> **Try it**: Starting at the line that holds "Target: long sleeve" and stopping at the line that holds "Target: green bush", restate the records below word for word, with both of those lines included.
Start of Task input
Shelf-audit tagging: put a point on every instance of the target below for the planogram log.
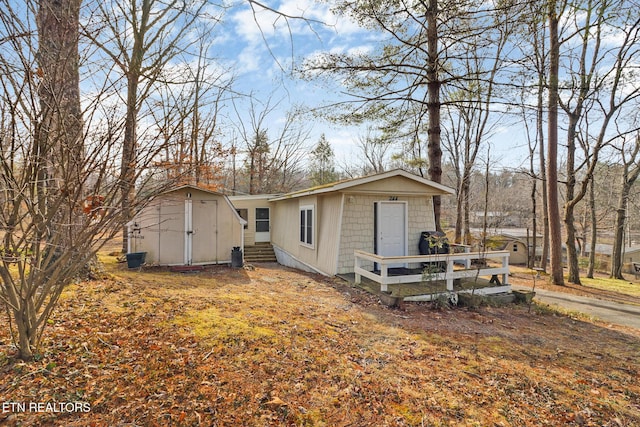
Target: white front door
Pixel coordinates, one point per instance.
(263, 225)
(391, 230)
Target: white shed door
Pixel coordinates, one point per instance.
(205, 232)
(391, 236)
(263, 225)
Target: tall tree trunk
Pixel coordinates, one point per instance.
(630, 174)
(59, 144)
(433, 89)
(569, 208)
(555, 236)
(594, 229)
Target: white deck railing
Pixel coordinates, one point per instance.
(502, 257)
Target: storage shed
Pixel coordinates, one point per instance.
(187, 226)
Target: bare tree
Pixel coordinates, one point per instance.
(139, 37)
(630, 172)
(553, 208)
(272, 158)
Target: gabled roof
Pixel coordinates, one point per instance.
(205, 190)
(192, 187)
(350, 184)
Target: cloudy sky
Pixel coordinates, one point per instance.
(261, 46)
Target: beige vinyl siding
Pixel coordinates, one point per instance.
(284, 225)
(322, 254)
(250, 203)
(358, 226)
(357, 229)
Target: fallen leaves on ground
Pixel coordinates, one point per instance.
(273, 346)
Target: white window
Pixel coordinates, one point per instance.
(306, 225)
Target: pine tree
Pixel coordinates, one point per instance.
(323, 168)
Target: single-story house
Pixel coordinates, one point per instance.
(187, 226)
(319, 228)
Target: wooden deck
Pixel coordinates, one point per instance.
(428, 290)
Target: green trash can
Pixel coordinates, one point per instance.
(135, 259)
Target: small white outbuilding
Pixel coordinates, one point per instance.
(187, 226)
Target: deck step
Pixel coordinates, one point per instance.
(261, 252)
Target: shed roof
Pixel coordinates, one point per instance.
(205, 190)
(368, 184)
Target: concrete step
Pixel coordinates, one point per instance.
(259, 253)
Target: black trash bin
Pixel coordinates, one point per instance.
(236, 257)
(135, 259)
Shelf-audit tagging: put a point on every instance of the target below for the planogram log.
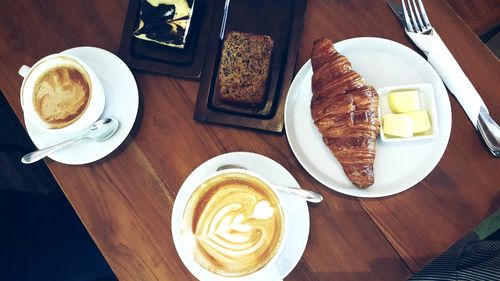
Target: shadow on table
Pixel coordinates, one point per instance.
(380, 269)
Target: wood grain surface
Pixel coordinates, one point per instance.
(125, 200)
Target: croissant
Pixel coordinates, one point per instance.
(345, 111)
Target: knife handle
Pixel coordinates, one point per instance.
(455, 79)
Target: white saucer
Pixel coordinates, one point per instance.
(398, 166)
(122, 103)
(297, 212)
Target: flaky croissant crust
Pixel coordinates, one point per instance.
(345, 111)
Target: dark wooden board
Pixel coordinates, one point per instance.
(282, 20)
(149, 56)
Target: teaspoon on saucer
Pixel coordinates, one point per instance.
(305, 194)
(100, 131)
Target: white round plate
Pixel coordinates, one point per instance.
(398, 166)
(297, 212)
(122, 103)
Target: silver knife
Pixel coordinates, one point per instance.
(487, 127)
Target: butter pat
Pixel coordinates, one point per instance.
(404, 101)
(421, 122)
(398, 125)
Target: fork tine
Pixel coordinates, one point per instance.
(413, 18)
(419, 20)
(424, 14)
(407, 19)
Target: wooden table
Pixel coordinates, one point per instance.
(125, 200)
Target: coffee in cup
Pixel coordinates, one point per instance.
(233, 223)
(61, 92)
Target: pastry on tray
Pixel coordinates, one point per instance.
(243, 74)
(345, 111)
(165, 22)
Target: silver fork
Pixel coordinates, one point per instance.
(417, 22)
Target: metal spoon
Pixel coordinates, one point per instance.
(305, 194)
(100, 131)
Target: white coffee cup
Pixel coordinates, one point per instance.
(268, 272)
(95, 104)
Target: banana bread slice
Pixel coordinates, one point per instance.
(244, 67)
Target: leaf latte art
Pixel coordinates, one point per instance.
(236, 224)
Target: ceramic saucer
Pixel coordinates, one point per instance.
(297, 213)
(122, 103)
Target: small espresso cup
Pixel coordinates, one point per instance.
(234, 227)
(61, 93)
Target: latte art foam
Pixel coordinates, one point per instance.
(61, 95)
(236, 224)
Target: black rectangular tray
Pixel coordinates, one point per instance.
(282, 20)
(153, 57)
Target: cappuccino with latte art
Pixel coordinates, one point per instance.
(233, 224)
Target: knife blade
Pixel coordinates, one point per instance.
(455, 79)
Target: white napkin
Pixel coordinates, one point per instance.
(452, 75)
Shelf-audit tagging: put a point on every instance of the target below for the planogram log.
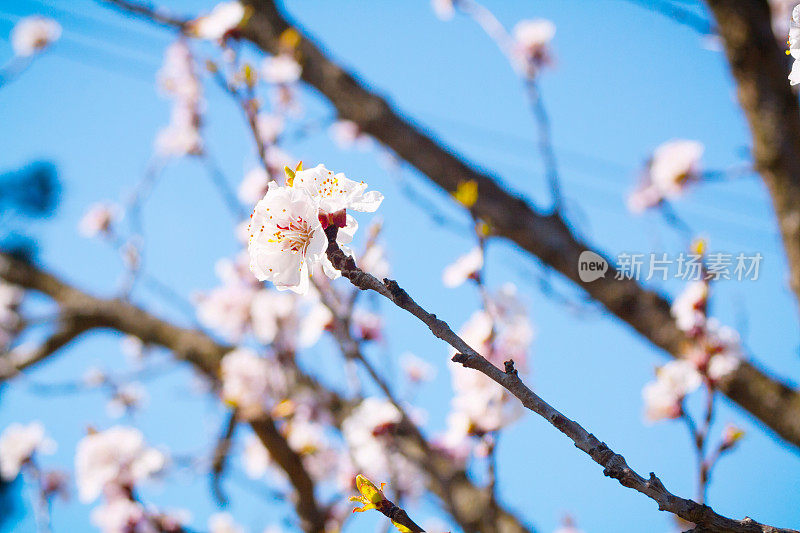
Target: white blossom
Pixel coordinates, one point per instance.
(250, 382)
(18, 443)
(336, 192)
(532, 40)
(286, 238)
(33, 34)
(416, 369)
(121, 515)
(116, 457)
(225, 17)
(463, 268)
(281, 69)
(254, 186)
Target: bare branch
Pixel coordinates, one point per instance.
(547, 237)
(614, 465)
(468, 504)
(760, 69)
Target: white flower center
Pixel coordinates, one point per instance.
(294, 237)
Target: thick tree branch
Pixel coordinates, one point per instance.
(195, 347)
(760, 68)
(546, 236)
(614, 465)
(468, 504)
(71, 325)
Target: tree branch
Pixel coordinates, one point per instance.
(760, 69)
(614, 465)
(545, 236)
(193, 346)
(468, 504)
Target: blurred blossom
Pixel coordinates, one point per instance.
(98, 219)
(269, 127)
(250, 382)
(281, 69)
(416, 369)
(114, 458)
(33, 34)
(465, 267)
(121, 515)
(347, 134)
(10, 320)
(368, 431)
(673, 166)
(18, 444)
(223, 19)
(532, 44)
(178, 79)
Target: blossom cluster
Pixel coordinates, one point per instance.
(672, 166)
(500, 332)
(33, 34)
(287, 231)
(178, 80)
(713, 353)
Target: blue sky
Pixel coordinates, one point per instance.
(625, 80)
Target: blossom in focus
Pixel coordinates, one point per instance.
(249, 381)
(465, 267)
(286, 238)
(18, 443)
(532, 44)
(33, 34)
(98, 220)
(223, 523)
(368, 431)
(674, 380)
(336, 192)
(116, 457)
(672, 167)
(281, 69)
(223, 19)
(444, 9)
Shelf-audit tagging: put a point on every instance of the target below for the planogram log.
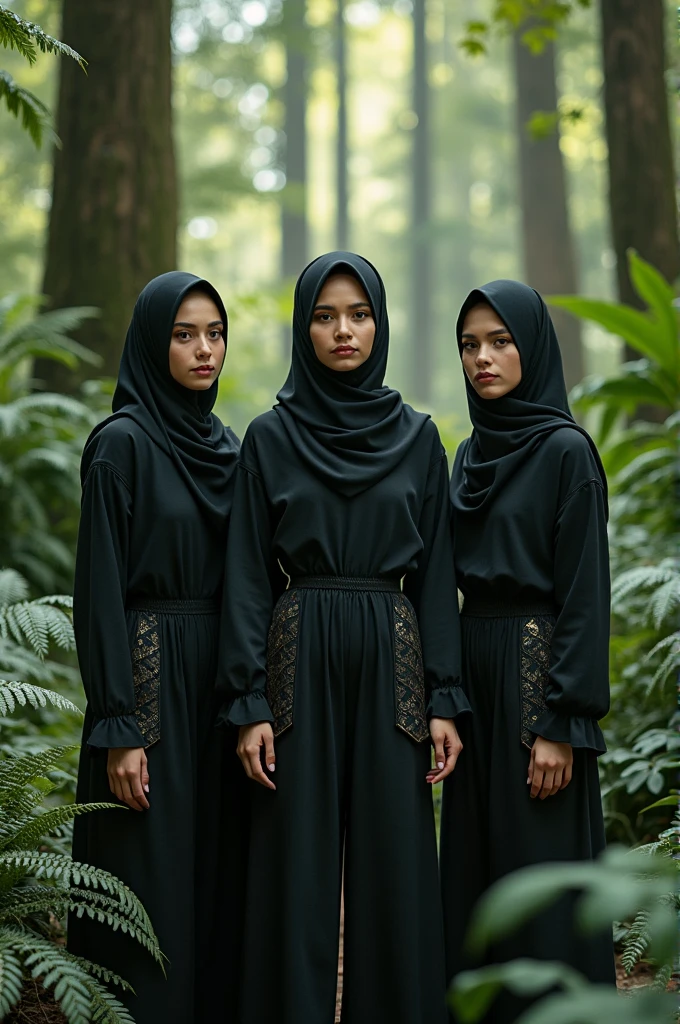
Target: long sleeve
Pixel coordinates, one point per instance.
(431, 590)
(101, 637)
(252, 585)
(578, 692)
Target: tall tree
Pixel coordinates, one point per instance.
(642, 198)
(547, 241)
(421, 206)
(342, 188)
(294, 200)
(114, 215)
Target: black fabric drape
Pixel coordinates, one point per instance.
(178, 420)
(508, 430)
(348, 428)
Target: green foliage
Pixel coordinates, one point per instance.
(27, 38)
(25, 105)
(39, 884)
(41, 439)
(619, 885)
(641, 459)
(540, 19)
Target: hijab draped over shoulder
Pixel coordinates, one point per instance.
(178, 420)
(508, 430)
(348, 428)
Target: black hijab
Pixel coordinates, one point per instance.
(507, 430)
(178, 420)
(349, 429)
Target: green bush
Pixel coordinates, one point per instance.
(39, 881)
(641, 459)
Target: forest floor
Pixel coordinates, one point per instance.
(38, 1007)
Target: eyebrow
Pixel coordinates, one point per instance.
End of Task input
> **Answer space**:
Target: long sleeve
Pixel coordinates, one point per instance.
(431, 590)
(101, 637)
(252, 585)
(578, 692)
Target: tall tree
Pixel coordinates, one point per instance.
(642, 198)
(547, 241)
(421, 206)
(342, 188)
(294, 200)
(114, 215)
Target: black fabric drape
Pixel coordinates, one point per instance.
(178, 420)
(508, 430)
(348, 428)
Target: green foliage
Pixel coordinates, one point per instance.
(27, 38)
(25, 105)
(39, 884)
(41, 439)
(619, 885)
(641, 459)
(540, 19)
Target: hijab draped over shoulder
Pixel coordinates, one point per instance.
(178, 420)
(508, 430)
(348, 428)
Target: black hijab
Pixel coordinates, one point per instance.
(507, 430)
(178, 420)
(349, 429)
Target: green bush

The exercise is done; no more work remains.